_The problem_.
Every line of the material must be restated exactly, though not its pictures.

_Records for processing_.
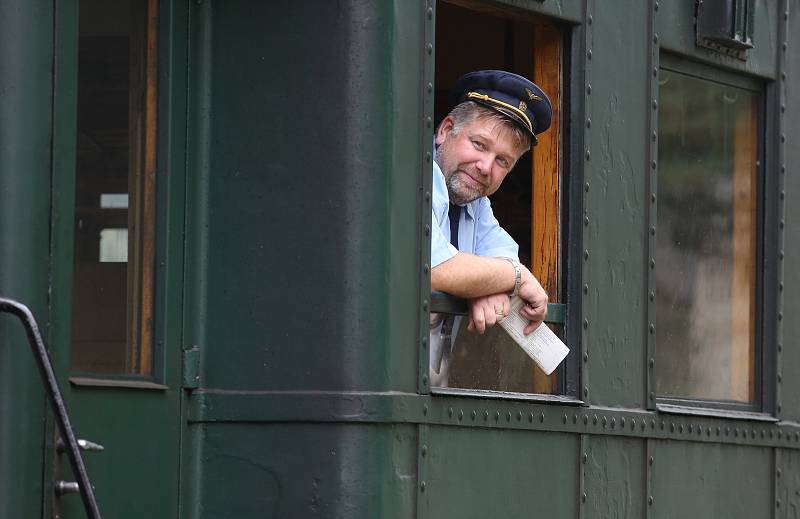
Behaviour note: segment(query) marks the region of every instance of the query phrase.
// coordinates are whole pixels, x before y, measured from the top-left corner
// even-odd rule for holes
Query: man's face
[[[495,121],[476,118],[453,133],[448,116],[436,132],[436,162],[442,169],[450,201],[463,205],[497,191],[525,152],[515,147],[508,130]]]

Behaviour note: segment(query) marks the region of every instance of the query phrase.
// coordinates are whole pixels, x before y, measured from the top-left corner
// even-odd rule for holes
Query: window
[[[464,34],[481,36],[464,38]],[[456,80],[473,70],[501,69],[528,77],[542,87],[553,104],[550,130],[539,135],[533,152],[520,159],[490,199],[500,225],[519,244],[520,261],[540,280],[550,302],[556,305],[565,301],[567,292],[561,231],[566,228],[562,215],[566,214],[567,200],[561,175],[560,123],[564,41],[561,27],[519,11],[463,0],[437,4],[437,122],[452,108],[450,94]],[[551,323],[562,339],[564,315],[563,306],[554,306],[549,315],[562,317],[560,322]],[[567,393],[567,379],[576,377],[577,368],[564,367],[574,353],[548,377],[500,327],[478,335],[468,332],[466,326],[467,319],[463,319],[453,343],[448,389],[563,395]],[[443,391],[444,385],[434,391]]]
[[[756,81],[702,68],[659,76],[659,396],[760,406]]]
[[[150,375],[155,0],[82,0],[73,372]]]

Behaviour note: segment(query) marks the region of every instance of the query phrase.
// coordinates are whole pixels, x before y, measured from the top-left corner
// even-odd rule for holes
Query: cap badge
[[[525,110],[528,109],[528,105],[525,104],[525,101],[520,101],[519,102],[519,109],[520,109],[521,112],[524,112]]]
[[[537,96],[536,94],[534,94],[533,92],[531,92],[531,90],[530,90],[529,88],[526,88],[526,89],[525,89],[525,92],[527,92],[527,93],[528,93],[528,99],[529,99],[530,101],[541,101],[541,100],[542,100],[542,98],[541,98],[541,97],[539,97],[539,96]]]

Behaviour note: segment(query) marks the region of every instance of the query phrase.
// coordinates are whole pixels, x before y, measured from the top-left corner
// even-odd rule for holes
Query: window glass
[[[553,104],[550,129],[525,153],[491,197],[500,225],[519,245],[519,259],[540,280],[550,302],[562,301],[561,128],[563,31],[533,17],[520,17],[485,4],[439,2],[436,11],[435,120],[452,108],[451,89],[463,74],[500,69],[530,78]],[[464,38],[480,34],[480,38]],[[562,367],[545,375],[499,326],[484,335],[467,330],[468,319],[452,344],[447,376],[433,386],[516,393],[564,393]],[[563,334],[563,325],[550,325]],[[563,336],[562,336],[563,338]]]
[[[155,0],[82,0],[70,367],[149,375]]]
[[[659,78],[658,394],[756,399],[758,92]]]

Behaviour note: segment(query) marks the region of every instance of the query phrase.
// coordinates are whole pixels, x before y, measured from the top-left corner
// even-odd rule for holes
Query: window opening
[[[481,34],[481,38],[464,38]],[[438,124],[452,108],[451,89],[463,74],[501,69],[530,78],[553,104],[550,130],[526,153],[491,197],[500,225],[519,244],[520,261],[548,292],[564,302],[561,215],[566,200],[561,182],[561,99],[564,35],[542,19],[477,2],[440,2],[436,14],[436,96]],[[468,332],[467,319],[453,343],[448,388],[512,393],[564,394],[565,364],[549,377],[499,327],[484,335]],[[562,339],[563,325],[550,325]],[[436,388],[434,387],[434,391]]]

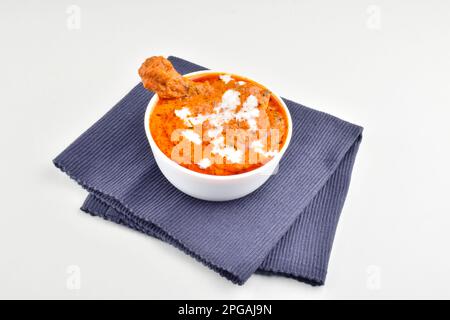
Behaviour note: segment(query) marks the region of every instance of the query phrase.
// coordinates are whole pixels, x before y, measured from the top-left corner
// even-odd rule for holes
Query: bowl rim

_Response to this task_.
Behaviour note: segment(query) marks the region of every instance of the query phrase.
// coordinates are whole pixels, x before y, measured from the top-left corner
// even-odd rule for holes
Query: man's face
[[[495,121],[476,118],[453,133],[448,116],[436,132],[436,162],[442,169],[450,201],[463,205],[497,191],[525,152],[515,147],[508,130]]]

Behaviour note: segment(query) marks the region of every instance of the query phrase.
// coordinates are whole pixels, x before y, measured from the top-left corner
// even-odd rule for holes
Query: window
[[[464,34],[481,36],[464,38]],[[456,80],[473,70],[501,69],[528,77],[542,87],[553,104],[550,130],[539,135],[533,152],[520,159],[490,199],[500,225],[519,244],[520,261],[540,280],[550,302],[556,305],[565,301],[567,292],[561,231],[566,228],[562,215],[566,214],[567,200],[561,175],[560,123],[564,41],[561,27],[519,11],[463,0],[437,4],[437,122],[452,108],[450,94]],[[551,323],[562,339],[564,315],[563,306],[554,306],[549,315],[562,317],[560,322]],[[567,393],[567,379],[576,377],[577,368],[564,367],[574,353],[548,377],[500,327],[478,335],[468,332],[466,326],[467,319],[463,319],[453,343],[448,389],[563,395]],[[443,391],[444,385],[434,391]]]
[[[756,81],[702,68],[659,76],[659,396],[760,406]]]
[[[150,375],[155,0],[82,0],[73,372]]]

Behaviour note: segment(query) marks the region of every instance of the query phrase.
// coordinates are whole pixels, x before y, measured from the top-left corner
// even-odd rule for holes
Query: cap badge
[[[525,110],[528,109],[528,105],[525,104],[525,101],[520,101],[519,102],[519,109],[520,109],[521,112],[524,112]]]
[[[537,96],[536,94],[534,94],[533,92],[531,92],[531,90],[530,90],[529,88],[526,88],[526,89],[525,89],[525,92],[527,92],[527,93],[528,93],[528,99],[529,99],[530,101],[541,101],[541,100],[542,100],[542,98],[541,98],[541,97],[539,97],[539,96]]]

Behaviour note: segment(query) marks the region of every instance of the query phrase.
// coordinates are whole pixels, x before y, measured from the top-left corner
// even-odd rule for holes
Query: window glass
[[[553,104],[550,129],[525,153],[491,197],[500,225],[519,245],[519,259],[540,280],[550,302],[562,301],[561,128],[563,31],[533,17],[520,17],[485,4],[439,2],[436,11],[435,120],[452,108],[451,89],[463,74],[500,69],[530,78]],[[464,38],[480,34],[480,38]],[[562,367],[545,375],[499,326],[484,335],[467,330],[468,319],[452,344],[447,376],[433,386],[516,393],[564,393]],[[563,334],[563,325],[550,325]],[[563,336],[562,336],[563,338]]]
[[[155,0],[82,0],[70,367],[149,375]]]
[[[659,78],[658,394],[756,399],[758,92]]]

Behaviour note: segment(query) marks the region of every instance of the query phrase.
// coordinates are whole pixels, x before y, measured from the top-left corner
// even-odd rule for holes
Query: window opening
[[[481,34],[481,38],[464,38]],[[438,124],[452,108],[451,89],[463,74],[501,69],[530,78],[553,104],[550,130],[526,153],[491,197],[500,225],[519,244],[520,261],[548,292],[564,302],[561,215],[566,200],[561,182],[561,99],[564,35],[542,19],[477,2],[440,2],[436,14],[436,96]],[[468,332],[467,319],[453,343],[448,388],[512,393],[564,394],[565,364],[549,377],[499,327],[484,335]],[[562,339],[563,325],[550,325]],[[436,388],[434,387],[434,391]]]

Behaviour note: segment(query) marks the region of every instance of the query phrase.
// coordinates are whole pixels, x before y, measured from the top-left corner
// even-odd rule for holes
Query: bowl rim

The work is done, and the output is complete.